Object pointing dataset rows:
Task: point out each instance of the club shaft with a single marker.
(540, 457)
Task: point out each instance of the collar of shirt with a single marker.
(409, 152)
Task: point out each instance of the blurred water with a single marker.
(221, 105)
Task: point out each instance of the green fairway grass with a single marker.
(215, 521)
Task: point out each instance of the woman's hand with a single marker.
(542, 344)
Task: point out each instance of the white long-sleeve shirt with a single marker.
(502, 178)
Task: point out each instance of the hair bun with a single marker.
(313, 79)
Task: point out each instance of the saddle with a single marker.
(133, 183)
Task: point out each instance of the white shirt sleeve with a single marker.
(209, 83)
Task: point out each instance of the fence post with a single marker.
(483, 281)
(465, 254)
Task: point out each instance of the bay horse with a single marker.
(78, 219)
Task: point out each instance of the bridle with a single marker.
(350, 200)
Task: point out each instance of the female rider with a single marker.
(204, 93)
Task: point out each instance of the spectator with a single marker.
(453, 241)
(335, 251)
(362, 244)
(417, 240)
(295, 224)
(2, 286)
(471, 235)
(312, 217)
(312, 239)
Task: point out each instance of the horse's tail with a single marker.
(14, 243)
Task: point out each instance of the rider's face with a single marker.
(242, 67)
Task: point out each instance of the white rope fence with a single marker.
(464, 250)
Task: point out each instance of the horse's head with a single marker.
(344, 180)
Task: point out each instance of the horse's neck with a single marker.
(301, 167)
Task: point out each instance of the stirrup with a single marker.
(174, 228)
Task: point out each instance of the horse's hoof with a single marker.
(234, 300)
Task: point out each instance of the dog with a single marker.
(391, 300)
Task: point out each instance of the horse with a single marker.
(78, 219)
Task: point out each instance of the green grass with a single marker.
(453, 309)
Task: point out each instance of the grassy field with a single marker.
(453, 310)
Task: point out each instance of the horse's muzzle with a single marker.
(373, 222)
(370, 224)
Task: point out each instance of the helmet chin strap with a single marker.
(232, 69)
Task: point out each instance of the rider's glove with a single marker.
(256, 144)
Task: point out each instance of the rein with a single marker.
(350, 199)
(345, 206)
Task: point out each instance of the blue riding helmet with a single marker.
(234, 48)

▶ Task details
Repeat every record exactly as written, please.

▶ Response to the exercise
Task: point out each instance of the club shaft with a single marker.
(540, 457)
Task: point out each instance of the collar of shirt with a single marker.
(409, 152)
Task: point out each instance of the blurred water with a single marker.
(221, 105)
Task: point out each instance of the green fairway grass with a single marker.
(215, 521)
Task: point out each instance of the woman's hand with a single marker.
(542, 344)
Task: point out each instance of the white long-sleeve shirt with a single marker.
(502, 178)
Task: point out each instance of the hair bun with a single marker.
(313, 79)
Task: point out each instance of the saddle with a single marker.
(133, 183)
Task: point out each instance of the white shirt sleeve with a single marker.
(209, 83)
Task: point out each instance of the fence post with a single marker.
(483, 281)
(465, 254)
Task: point out each instance of the bay horse with a single marker.
(78, 219)
Task: point out each instance of the bridle with a single marker.
(350, 200)
Task: point out each instance of the female rider with a single marker.
(204, 93)
Task: point out each instance of the spectator with a single marker.
(453, 241)
(335, 251)
(362, 244)
(417, 240)
(295, 224)
(2, 286)
(471, 235)
(312, 217)
(312, 239)
Task: point out each instance of the horse's tail with a single marker.
(14, 243)
Task: point out each instance of the rider's face with a single marker.
(242, 67)
Task: point out each instance of the white rope fence with a single marker.
(464, 250)
Task: point out each instance of the horse's head with a single marker.
(344, 180)
Task: point out each instance of the horse's neck with a single marker.
(301, 167)
Task: point out each instance of the stirrup with a single marker.
(174, 228)
Task: point out each instance of the horse's hoof with a single marker.
(234, 300)
Task: point out each instance of the dog with a single marker.
(391, 300)
Task: point out each instance of the horse with a single marker.
(78, 219)
Task: point out each instance of the green grass with a single marker.
(453, 309)
Task: point out each instance of the grassy field with a single marker.
(453, 310)
Task: point out each instance of the horse's muzzle with a single marker.
(373, 222)
(370, 224)
Task: point out each instance of the helmet chin strap with a single marker.
(232, 69)
Task: point out each instance of the rider's glove with a single marker.
(256, 144)
Task: point out each instance of the rein with a single marker.
(350, 199)
(345, 206)
Task: point out each instance of the blue riding helmet with a single marker.
(234, 48)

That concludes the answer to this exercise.